● Activity
The span to repeat in the listing below runs from the line containing "positive clicks: (109, 136)" to the line containing "positive clicks: (50, 69)", inclusive. Repeat it exactly, and only it.

#####

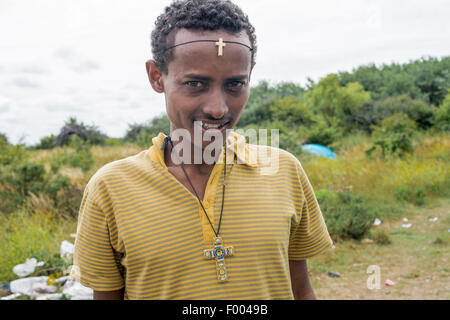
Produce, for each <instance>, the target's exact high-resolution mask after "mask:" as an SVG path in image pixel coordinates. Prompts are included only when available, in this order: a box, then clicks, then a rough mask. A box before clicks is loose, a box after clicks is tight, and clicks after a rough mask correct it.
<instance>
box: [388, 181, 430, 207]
mask: <svg viewBox="0 0 450 320" xmlns="http://www.w3.org/2000/svg"><path fill="white" fill-rule="evenodd" d="M395 196H396V198H397V199H398V200H401V201H406V202H410V203H414V204H415V205H418V206H422V205H424V204H425V198H426V190H425V187H424V186H422V185H412V184H409V185H408V184H406V185H402V186H398V187H396V188H395Z"/></svg>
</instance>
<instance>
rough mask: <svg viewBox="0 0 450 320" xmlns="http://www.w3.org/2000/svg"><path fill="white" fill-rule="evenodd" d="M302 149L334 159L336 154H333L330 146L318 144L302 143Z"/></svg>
mask: <svg viewBox="0 0 450 320" xmlns="http://www.w3.org/2000/svg"><path fill="white" fill-rule="evenodd" d="M302 149H303V150H305V151H306V152H309V153H312V154H315V155H317V156H321V157H325V158H329V159H336V155H335V154H334V152H333V150H331V149H330V148H327V147H324V146H321V145H320V144H304V145H303V146H302Z"/></svg>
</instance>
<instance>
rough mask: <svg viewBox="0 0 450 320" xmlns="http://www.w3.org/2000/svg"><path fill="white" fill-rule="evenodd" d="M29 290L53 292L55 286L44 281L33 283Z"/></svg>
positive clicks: (47, 292) (33, 291) (46, 291)
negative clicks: (30, 289)
mask: <svg viewBox="0 0 450 320" xmlns="http://www.w3.org/2000/svg"><path fill="white" fill-rule="evenodd" d="M31 291H33V292H35V293H55V292H56V287H55V286H53V285H47V282H46V283H34V284H33V285H32V287H31Z"/></svg>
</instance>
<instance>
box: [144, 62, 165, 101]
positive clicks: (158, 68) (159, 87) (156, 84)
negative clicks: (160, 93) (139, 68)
mask: <svg viewBox="0 0 450 320" xmlns="http://www.w3.org/2000/svg"><path fill="white" fill-rule="evenodd" d="M145 68H146V70H147V75H148V80H149V81H150V85H151V86H152V88H153V90H155V91H156V92H158V93H163V92H164V82H163V79H162V71H161V69H160V68H159V67H158V66H157V65H156V63H155V61H153V60H148V61H147V62H146V63H145Z"/></svg>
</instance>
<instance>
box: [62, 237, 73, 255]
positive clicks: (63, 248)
mask: <svg viewBox="0 0 450 320" xmlns="http://www.w3.org/2000/svg"><path fill="white" fill-rule="evenodd" d="M73 249H74V245H73V244H72V243H70V242H69V241H66V240H64V241H63V242H61V247H60V250H59V253H60V255H61V258H63V259H72V255H73Z"/></svg>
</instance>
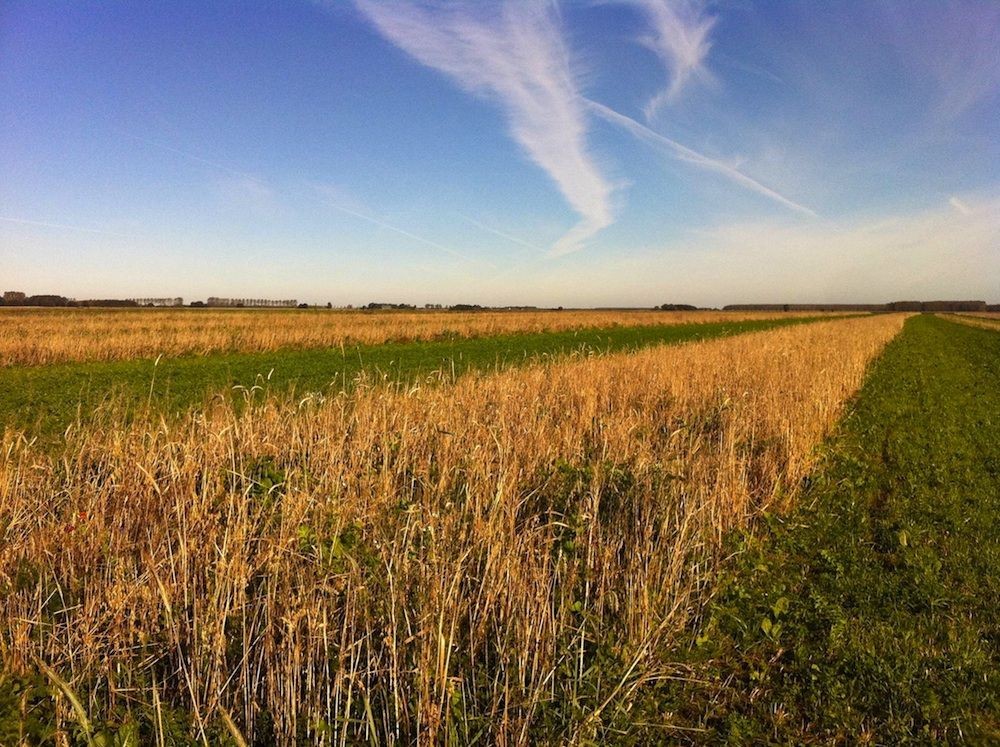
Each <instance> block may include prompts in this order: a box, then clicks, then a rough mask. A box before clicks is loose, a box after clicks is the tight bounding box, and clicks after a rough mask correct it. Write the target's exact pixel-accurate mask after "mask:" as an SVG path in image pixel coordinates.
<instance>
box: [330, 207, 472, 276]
mask: <svg viewBox="0 0 1000 747" xmlns="http://www.w3.org/2000/svg"><path fill="white" fill-rule="evenodd" d="M315 199H316V202H318V203H320V204H321V205H325V206H327V207H331V208H333V209H334V210H337V211H339V212H341V213H344V214H345V215H350V216H353V217H355V218H358V219H360V220H363V221H367V222H368V223H371V224H372V225H375V226H378V227H379V228H384V229H385V230H387V231H392V232H393V233H398V234H399V235H400V236H405V237H406V238H408V239H412V240H413V241H418V242H420V243H421V244H426V245H427V246H430V247H433V248H435V249H439V250H441V251H442V252H445V253H447V254H450V255H452V256H453V257H457V258H458V259H461V260H463V261H470V260H469V258H468V257H466V256H464V255H463V254H462V253H461V252H459V251H456V250H455V249H451V248H450V247H447V246H445V245H444V244H439V243H437V242H436V241H431V240H430V239H425V238H424V237H423V236H418V235H417V234H415V233H410V232H409V231H407V230H406V229H404V228H400V227H399V226H394V225H392V224H391V223H386V222H385V221H384V220H381V219H379V218H375V217H373V216H371V215H365V214H364V213H359V212H357V211H356V210H351V209H350V208H345V207H344V206H343V205H338V204H337V203H335V202H331V201H329V200H326V199H324V198H322V197H317V198H315Z"/></svg>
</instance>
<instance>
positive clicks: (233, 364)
mask: <svg viewBox="0 0 1000 747" xmlns="http://www.w3.org/2000/svg"><path fill="white" fill-rule="evenodd" d="M823 318H824V317H809V318H791V319H789V318H785V319H770V320H762V321H742V322H716V323H710V324H684V325H666V326H645V327H614V328H604V329H586V330H576V331H568V332H543V333H536V334H511V335H497V336H492V337H478V338H456V339H451V340H436V341H424V342H407V343H387V344H382V345H371V346H364V347H348V348H345V349H341V348H339V347H338V348H324V349H310V350H295V349H285V350H277V351H270V352H266V353H227V354H213V355H209V356H200V357H199V356H185V357H177V358H170V359H163V360H160V362H159V363H158V364H156V365H154V361H152V360H131V361H113V362H96V363H66V364H55V365H48V366H31V367H11V368H3V369H0V426H3V425H9V426H13V427H15V428H19V429H23V430H26V431H27V432H29V433H32V434H34V435H39V436H40V437H42V438H43V439H52V438H55V437H57V436H58V435H59V434H60V433H62V432H63V430H65V428H66V427H67V426H68V425H69V424H70V423H72V422H74V421H75V420H76V417H77V412H78V410H79V411H80V412H81V414H83V415H84V416H86V414H87V413H89V412H90V411H92V410H93V409H94V408H96V407H98V406H99V405H100V404H101V403H102V402H104V401H105V400H106V399H107V398H108V397H109V395H114V396H115V397H116V398H119V399H121V400H122V401H124V402H126V403H132V404H134V405H135V406H144V405H146V404H147V403H149V404H150V405H152V406H153V407H154V408H156V409H157V410H158V411H161V412H165V413H176V412H180V411H183V410H184V409H186V408H188V407H190V406H192V405H198V404H200V403H202V402H203V401H204V400H205V398H206V397H210V396H212V395H213V394H216V393H218V392H220V391H226V390H229V389H230V388H231V387H234V386H237V385H239V386H245V387H250V386H253V385H254V384H260V383H266V385H267V386H268V387H269V389H270V390H271V391H273V392H281V391H288V390H291V389H293V388H294V390H295V391H298V392H304V391H329V390H330V388H331V386H332V387H336V388H342V387H344V386H347V385H350V383H351V382H352V381H354V380H355V379H356V377H357V376H358V375H359V374H360V373H361V372H363V371H366V372H369V373H371V374H374V375H376V376H385V377H387V378H389V379H391V380H394V381H410V380H415V379H419V378H422V377H426V376H428V375H430V374H432V373H433V372H434V371H444V372H446V373H448V374H449V375H451V374H454V375H461V374H462V373H465V372H466V371H470V370H473V369H480V370H482V369H490V368H504V367H508V366H512V365H518V364H522V363H524V362H527V361H531V360H537V359H539V358H541V357H543V356H562V355H567V354H570V353H573V352H582V353H596V354H601V353H610V352H617V351H627V350H636V349H639V348H643V347H648V346H651V345H660V344H677V343H682V342H690V341H694V340H705V339H709V338H713V337H723V336H727V335H734V334H740V333H744V332H754V331H758V330H765V329H773V328H776V327H784V326H788V325H792V324H802V323H805V322H810V321H816V320H817V319H823ZM268 377H269V378H268Z"/></svg>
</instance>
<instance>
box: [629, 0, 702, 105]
mask: <svg viewBox="0 0 1000 747" xmlns="http://www.w3.org/2000/svg"><path fill="white" fill-rule="evenodd" d="M611 1H612V2H615V3H619V4H623V5H631V6H633V7H635V8H637V9H638V10H639V11H640V12H641V13H642V14H643V15H644V16H645V17H646V20H647V21H648V23H649V25H650V27H651V31H650V34H649V35H648V36H645V37H643V38H642V39H641V40H640V41H641V42H642V44H644V45H645V46H646V47H648V48H649V49H650V50H652V51H653V53H654V54H656V56H657V57H659V58H660V60H661V61H662V62H663V66H664V68H666V71H667V74H668V75H669V81H668V83H667V87H666V88H665V89H663V90H662V91H660V92H659V93H658V94H656V96H654V97H653V98H652V99H650V101H649V102H648V103H647V104H646V106H645V107H644V110H643V111H644V113H645V115H646V119H652V118H653V116H654V115H655V114H656V112H657V111H658V110H659V109H660V108H661V107H662V106H663V105H664V104H667V103H669V102H671V101H673V100H674V99H676V98H677V96H678V95H679V94H680V92H681V90H683V88H684V86H685V85H687V83H688V82H689V81H690V80H691V79H692V78H695V77H701V78H707V79H710V78H711V76H710V74H709V72H708V71H707V70H706V69H705V66H704V62H705V58H706V57H708V52H709V50H710V49H711V47H712V43H711V42H710V41H709V38H708V37H709V34H710V33H711V31H712V28H713V27H714V26H715V18H714V17H712V16H706V15H704V13H703V10H704V4H703V3H702V2H699V0H611Z"/></svg>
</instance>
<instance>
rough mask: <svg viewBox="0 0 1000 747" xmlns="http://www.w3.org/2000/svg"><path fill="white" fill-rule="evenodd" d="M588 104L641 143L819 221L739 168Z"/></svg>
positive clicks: (599, 116) (802, 207) (777, 193)
mask: <svg viewBox="0 0 1000 747" xmlns="http://www.w3.org/2000/svg"><path fill="white" fill-rule="evenodd" d="M587 105H588V107H589V108H590V110H591V111H593V112H594V114H596V115H597V116H598V117H601V118H602V119H604V120H605V121H607V122H611V123H612V124H615V125H617V126H619V127H621V128H623V129H625V130H626V131H628V132H630V133H631V134H632V135H634V136H635V137H636V138H638V139H639V140H642V141H643V142H646V143H649V144H650V145H652V146H653V147H655V148H657V149H658V150H661V151H663V152H665V153H666V154H667V155H669V156H670V157H672V158H676V159H677V160H680V161H684V162H686V163H690V164H693V165H695V166H698V167H699V168H702V169H706V170H708V171H713V172H715V173H717V174H721V175H722V176H724V177H726V178H727V179H729V180H730V181H732V182H734V183H736V184H738V185H739V186H741V187H743V188H744V189H748V190H750V191H751V192H756V193H757V194H759V195H763V196H764V197H767V198H768V199H769V200H773V201H774V202H777V203H778V204H779V205H784V206H785V207H787V208H789V209H790V210H794V211H795V212H797V213H802V214H803V215H808V216H809V217H811V218H815V217H817V216H816V212H815V211H814V210H812V209H811V208H808V207H806V206H805V205H801V204H799V203H797V202H795V201H794V200H790V199H789V198H787V197H785V196H784V195H783V194H781V193H780V192H776V191H775V190H773V189H771V188H770V187H768V186H765V185H764V184H761V183H760V182H758V181H757V180H756V179H753V178H752V177H749V176H747V175H746V174H744V173H743V172H742V171H740V170H739V169H738V168H737V167H736V166H733V165H732V164H728V163H726V162H724V161H720V160H718V159H716V158H711V157H709V156H706V155H704V154H702V153H699V152H698V151H695V150H692V149H691V148H688V147H687V146H686V145H682V144H681V143H678V142H677V141H676V140H671V139H670V138H668V137H665V136H664V135H661V134H660V133H658V132H656V131H654V130H651V129H650V128H648V127H646V126H645V125H644V124H642V123H640V122H636V121H635V120H634V119H632V118H631V117H626V116H625V115H624V114H620V113H619V112H616V111H615V110H614V109H610V108H608V107H606V106H605V105H604V104H599V103H597V102H596V101H590V100H588V101H587Z"/></svg>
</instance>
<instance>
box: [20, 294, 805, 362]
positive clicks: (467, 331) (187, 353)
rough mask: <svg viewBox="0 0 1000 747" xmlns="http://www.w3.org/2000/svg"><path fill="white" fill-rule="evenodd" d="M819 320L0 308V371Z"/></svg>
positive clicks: (720, 316) (685, 314) (742, 316)
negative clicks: (597, 332)
mask: <svg viewBox="0 0 1000 747" xmlns="http://www.w3.org/2000/svg"><path fill="white" fill-rule="evenodd" d="M796 316H819V314H817V313H814V312H809V313H804V312H803V313H799V312H781V313H770V312H726V311H676V312H672V311H599V310H598V311H590V310H586V311H573V310H570V311H493V312H453V311H445V312H442V311H414V312H385V311H378V312H361V311H354V312H352V311H315V310H314V311H300V310H294V311H286V310H267V309H253V310H239V309H224V310H204V309H199V310H165V309H27V308H8V309H0V366H32V365H41V364H47V363H58V362H65V361H91V360H105V361H107V360H126V359H133V358H156V357H157V356H159V355H166V356H175V355H189V354H198V355H204V354H208V353H215V352H258V351H266V350H278V349H281V348H300V349H301V348H316V347H336V346H340V345H353V344H362V345H372V344H380V343H384V342H389V341H395V342H402V341H410V340H431V339H441V338H448V337H485V336H490V335H498V334H508V333H518V332H522V333H530V332H547V331H559V330H573V329H584V328H607V327H617V326H639V325H672V324H692V323H698V322H703V323H706V322H725V321H747V320H752V319H773V318H777V317H796Z"/></svg>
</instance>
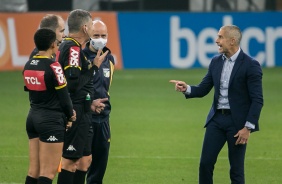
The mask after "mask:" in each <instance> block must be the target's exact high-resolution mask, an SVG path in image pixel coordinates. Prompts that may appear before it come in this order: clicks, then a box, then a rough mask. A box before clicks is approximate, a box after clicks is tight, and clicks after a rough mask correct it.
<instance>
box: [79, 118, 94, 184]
mask: <svg viewBox="0 0 282 184" xmlns="http://www.w3.org/2000/svg"><path fill="white" fill-rule="evenodd" d="M91 118H92V116H91V113H87V114H86V115H85V117H84V119H83V120H84V121H86V122H88V124H89V129H88V136H87V140H86V142H85V147H84V151H83V157H82V158H81V159H80V161H79V163H78V166H77V170H76V171H75V175H74V183H76V184H84V183H85V176H86V173H87V171H88V168H89V166H90V164H91V161H92V155H91V146H92V139H93V129H92V126H91V125H90V124H91Z"/></svg>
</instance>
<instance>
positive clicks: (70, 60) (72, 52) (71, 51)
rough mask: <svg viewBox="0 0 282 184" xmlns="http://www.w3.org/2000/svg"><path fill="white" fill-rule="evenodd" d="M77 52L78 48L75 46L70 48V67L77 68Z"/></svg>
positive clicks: (77, 60) (78, 47) (77, 52)
mask: <svg viewBox="0 0 282 184" xmlns="http://www.w3.org/2000/svg"><path fill="white" fill-rule="evenodd" d="M79 50H80V48H79V47H77V46H75V47H71V48H70V55H69V65H70V66H79V54H80V53H79Z"/></svg>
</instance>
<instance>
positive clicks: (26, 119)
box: [26, 108, 66, 143]
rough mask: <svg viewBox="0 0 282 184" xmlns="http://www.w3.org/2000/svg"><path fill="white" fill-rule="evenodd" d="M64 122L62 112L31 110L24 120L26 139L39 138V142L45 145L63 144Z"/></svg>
mask: <svg viewBox="0 0 282 184" xmlns="http://www.w3.org/2000/svg"><path fill="white" fill-rule="evenodd" d="M65 120H66V119H65V116H64V113H62V112H58V111H54V110H49V109H34V108H31V109H30V110H29V113H28V116H27V119H26V132H27V135H28V138H29V139H33V138H39V140H40V141H42V142H47V143H58V142H63V141H64V135H65Z"/></svg>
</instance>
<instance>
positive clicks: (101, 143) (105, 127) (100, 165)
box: [87, 121, 111, 184]
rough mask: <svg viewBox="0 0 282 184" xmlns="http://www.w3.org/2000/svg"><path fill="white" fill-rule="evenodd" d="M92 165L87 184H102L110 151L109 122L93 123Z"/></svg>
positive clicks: (109, 136)
mask: <svg viewBox="0 0 282 184" xmlns="http://www.w3.org/2000/svg"><path fill="white" fill-rule="evenodd" d="M93 130H94V136H93V141H92V163H91V165H90V167H89V169H88V173H87V184H102V183H103V178H104V175H105V172H106V168H107V163H108V157H109V149H110V138H111V134H110V124H109V121H105V122H101V123H93Z"/></svg>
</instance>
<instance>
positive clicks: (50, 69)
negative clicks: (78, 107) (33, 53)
mask: <svg viewBox="0 0 282 184" xmlns="http://www.w3.org/2000/svg"><path fill="white" fill-rule="evenodd" d="M23 78H24V83H25V89H26V90H27V91H28V92H29V100H30V106H31V108H38V109H50V110H56V111H60V112H64V113H65V114H66V116H67V117H68V118H70V117H71V116H72V115H73V106H72V103H71V100H70V96H69V94H68V90H67V83H66V79H65V76H64V73H63V70H62V67H61V65H60V64H59V63H58V62H54V61H52V60H51V59H49V58H48V57H46V56H38V55H35V56H33V57H32V58H31V59H30V60H29V61H28V62H27V63H26V64H25V66H24V70H23Z"/></svg>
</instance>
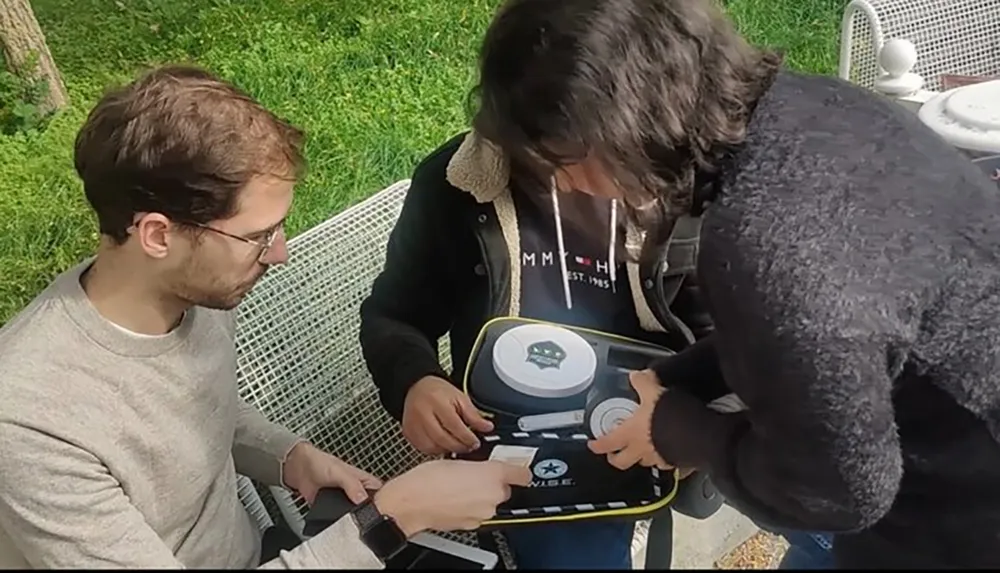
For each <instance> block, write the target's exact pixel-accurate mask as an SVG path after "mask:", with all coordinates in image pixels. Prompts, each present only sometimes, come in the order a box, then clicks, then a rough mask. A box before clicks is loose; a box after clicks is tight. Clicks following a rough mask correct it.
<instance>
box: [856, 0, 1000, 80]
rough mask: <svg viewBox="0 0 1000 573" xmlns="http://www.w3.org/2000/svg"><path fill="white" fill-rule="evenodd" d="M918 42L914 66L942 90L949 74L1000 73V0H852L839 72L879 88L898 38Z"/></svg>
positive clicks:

#####

● Solved exercise
positive clicks: (109, 136)
mask: <svg viewBox="0 0 282 184" xmlns="http://www.w3.org/2000/svg"><path fill="white" fill-rule="evenodd" d="M93 130H94V136H93V141H92V163H91V165H90V167H89V169H88V173H87V184H102V183H103V178H104V175H105V172H106V168H107V163H108V157H109V149H110V138H111V134H110V124H109V121H105V122H101V123H93Z"/></svg>
</instance>
<instance>
positive clicks: (50, 69)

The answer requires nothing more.